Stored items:
━━━━━━━━━━

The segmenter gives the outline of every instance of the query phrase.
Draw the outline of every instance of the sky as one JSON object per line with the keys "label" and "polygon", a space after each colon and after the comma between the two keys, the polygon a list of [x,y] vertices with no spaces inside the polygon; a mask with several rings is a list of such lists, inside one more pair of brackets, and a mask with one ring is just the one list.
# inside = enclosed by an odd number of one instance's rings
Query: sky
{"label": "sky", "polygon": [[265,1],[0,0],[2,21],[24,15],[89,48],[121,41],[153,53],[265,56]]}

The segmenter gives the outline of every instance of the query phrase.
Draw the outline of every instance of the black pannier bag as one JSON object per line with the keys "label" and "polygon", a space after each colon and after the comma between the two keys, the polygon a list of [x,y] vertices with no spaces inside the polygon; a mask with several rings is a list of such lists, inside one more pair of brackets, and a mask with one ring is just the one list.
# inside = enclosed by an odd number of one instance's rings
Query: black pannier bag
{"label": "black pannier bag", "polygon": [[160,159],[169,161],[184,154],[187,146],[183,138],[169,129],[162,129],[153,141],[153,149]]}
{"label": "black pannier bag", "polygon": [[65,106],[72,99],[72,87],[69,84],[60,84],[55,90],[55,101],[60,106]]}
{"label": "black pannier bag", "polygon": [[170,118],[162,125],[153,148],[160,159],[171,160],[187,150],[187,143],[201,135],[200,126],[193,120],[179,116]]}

━━━━━━━━━━

Keep the wording exact. Give all of the records again.

The segmenter gives the outline of every instance of the query phrase.
Draw the outline of every instance of the sky as one JSON object per line with the keys "label" and "polygon", a space after each colon and after the comma between the two keys, the polygon a list of [x,y] vertices with no spaces inside the polygon; a mask with several rings is a list of such lists, inside one more pair of brackets, and a mask with one ring is just the one list.
# inside = enclosed by an odd number of one instance's rings
Query: sky
{"label": "sky", "polygon": [[265,1],[0,0],[2,21],[24,15],[89,48],[121,41],[153,53],[265,56]]}

The segmenter gives the outline of every instance of the query phrase.
Draw the outline of every instance of the black pannier bag as one JSON object per line with the keys "label" and "polygon", a space after each colon and after the comma between the two keys, the polygon a list of [x,y] vertices with no spaces inside the polygon; a mask with several rings is a list of such lists, inside one more pair of brackets, and a mask with one ring is just the one list.
# inside = enclosed by an odd number of one instance's rings
Query: black pannier bag
{"label": "black pannier bag", "polygon": [[160,159],[169,161],[184,154],[187,146],[183,138],[169,129],[162,129],[153,141],[153,149]]}
{"label": "black pannier bag", "polygon": [[65,106],[72,99],[72,87],[69,84],[60,84],[55,90],[55,101],[60,106]]}
{"label": "black pannier bag", "polygon": [[170,118],[162,125],[153,148],[160,159],[171,160],[187,150],[187,143],[201,135],[200,126],[193,120],[179,116]]}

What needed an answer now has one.